EXERCISE GOAL.
Copy out the listing from the line with "Where can the passenger" to the line with "<point>370,272</point>", both ends included, and keep the requests and their sample points unchanged. In the answer points, scale each x and y coordinate by 1.75 and round to whole numbers, with halves rounded up.

ROWS.
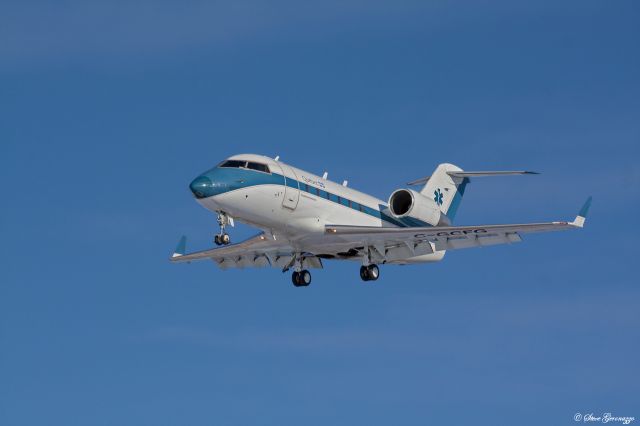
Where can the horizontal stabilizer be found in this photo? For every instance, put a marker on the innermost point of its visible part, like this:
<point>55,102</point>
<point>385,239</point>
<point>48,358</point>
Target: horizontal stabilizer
<point>497,173</point>
<point>463,174</point>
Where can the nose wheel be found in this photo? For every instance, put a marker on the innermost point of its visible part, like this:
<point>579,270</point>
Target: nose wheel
<point>222,238</point>
<point>301,279</point>
<point>369,273</point>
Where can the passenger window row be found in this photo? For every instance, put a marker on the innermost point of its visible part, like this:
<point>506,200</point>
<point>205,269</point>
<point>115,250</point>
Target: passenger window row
<point>337,199</point>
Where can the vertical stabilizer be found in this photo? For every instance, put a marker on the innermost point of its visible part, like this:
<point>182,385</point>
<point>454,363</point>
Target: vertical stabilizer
<point>446,190</point>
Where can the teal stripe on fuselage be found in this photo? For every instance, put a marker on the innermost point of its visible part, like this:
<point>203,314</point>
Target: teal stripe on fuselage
<point>230,179</point>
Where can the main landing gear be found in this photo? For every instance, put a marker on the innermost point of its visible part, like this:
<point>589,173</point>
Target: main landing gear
<point>301,279</point>
<point>222,238</point>
<point>370,272</point>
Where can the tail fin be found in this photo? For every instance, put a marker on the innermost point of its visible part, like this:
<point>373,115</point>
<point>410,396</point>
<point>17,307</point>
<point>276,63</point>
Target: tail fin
<point>447,184</point>
<point>446,189</point>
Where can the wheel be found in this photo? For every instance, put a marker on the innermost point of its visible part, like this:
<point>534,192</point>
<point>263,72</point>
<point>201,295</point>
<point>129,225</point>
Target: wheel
<point>295,279</point>
<point>373,272</point>
<point>304,277</point>
<point>301,279</point>
<point>364,273</point>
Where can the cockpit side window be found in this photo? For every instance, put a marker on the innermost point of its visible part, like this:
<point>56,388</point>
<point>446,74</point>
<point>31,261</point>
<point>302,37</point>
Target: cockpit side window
<point>234,164</point>
<point>259,167</point>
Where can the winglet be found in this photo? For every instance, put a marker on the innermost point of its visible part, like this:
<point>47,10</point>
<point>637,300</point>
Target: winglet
<point>582,214</point>
<point>180,248</point>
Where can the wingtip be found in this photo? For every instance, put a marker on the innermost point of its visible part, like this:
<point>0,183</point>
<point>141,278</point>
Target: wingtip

REPLY TO THE EXERCISE.
Where can the passenger window row be found in this photo? For every instance, put a marker on the innermost point of its visible part, like this:
<point>506,200</point>
<point>205,269</point>
<point>115,250</point>
Target: passenger window row
<point>590,348</point>
Where can the vertical stabilizer be found in this photo? For every instance, put a marker on the innermost point of its visible part, like this:
<point>182,385</point>
<point>454,363</point>
Target: vertical stabilizer
<point>781,333</point>
Where can the teal stripe on fuselage be found in this photo? For every instance, put a marker on the innermost point of its visible part, like this:
<point>203,314</point>
Target: teal stripe on fuselage
<point>403,313</point>
Where can the main landing gear be found in this photo? For every instance, put a marker on the innermost point of its visible part, like this:
<point>589,173</point>
Target: main landing gear
<point>527,488</point>
<point>389,417</point>
<point>648,476</point>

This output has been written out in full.